**Petunjuk dan Ketentuan**
Tulis ulang seluruh materi di bawah ini dengan mengganti "yellow" menjadi "white" tanpa mengubah bagian lain. Gambar tidak perlu disertakan dalam jawaban.

Entri dari kumpulan anotasi titik
* * *

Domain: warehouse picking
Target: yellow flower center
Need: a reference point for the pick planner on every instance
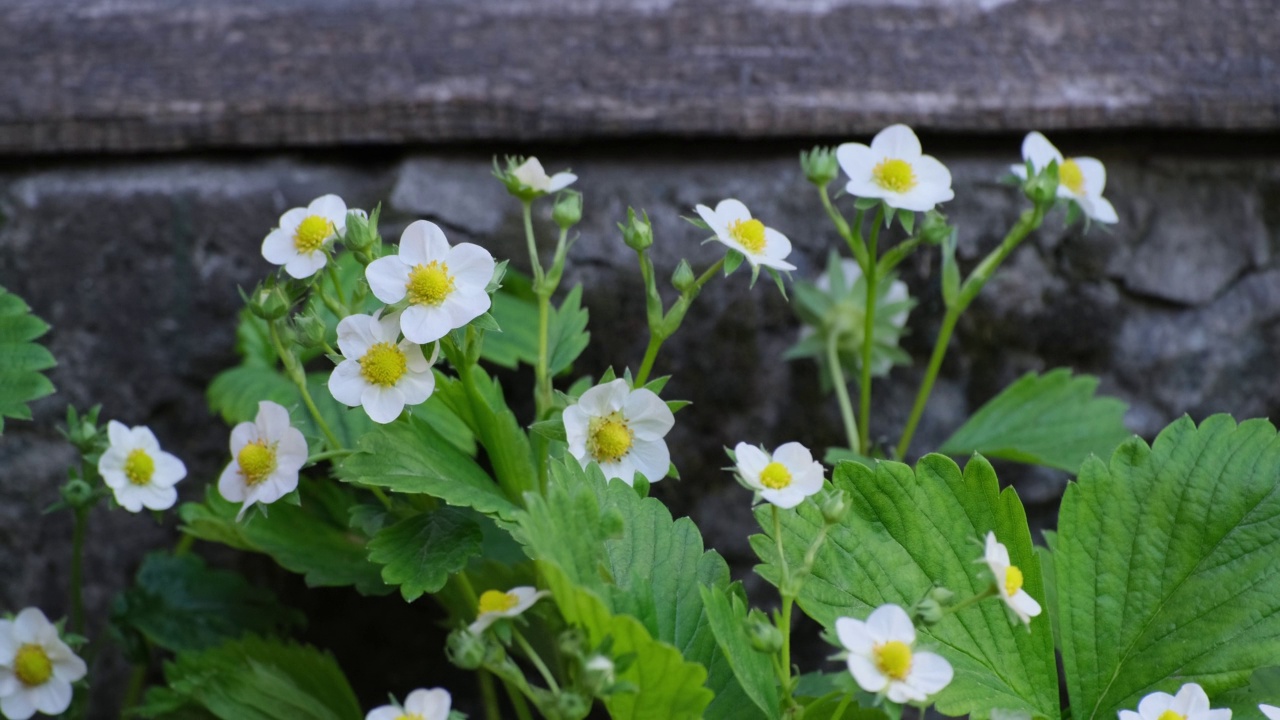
(256, 461)
(1070, 176)
(894, 659)
(894, 174)
(775, 475)
(311, 233)
(32, 665)
(608, 438)
(1013, 580)
(749, 235)
(138, 466)
(384, 364)
(497, 601)
(430, 283)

* * *

**Jawaban Soal Ini**
Domain: warehouse picking
Target: white flower center
Need: a reference point for the pick planner on every instance
(256, 461)
(1070, 176)
(894, 659)
(894, 174)
(775, 475)
(311, 233)
(32, 665)
(608, 438)
(1013, 580)
(749, 235)
(138, 466)
(384, 364)
(497, 601)
(430, 283)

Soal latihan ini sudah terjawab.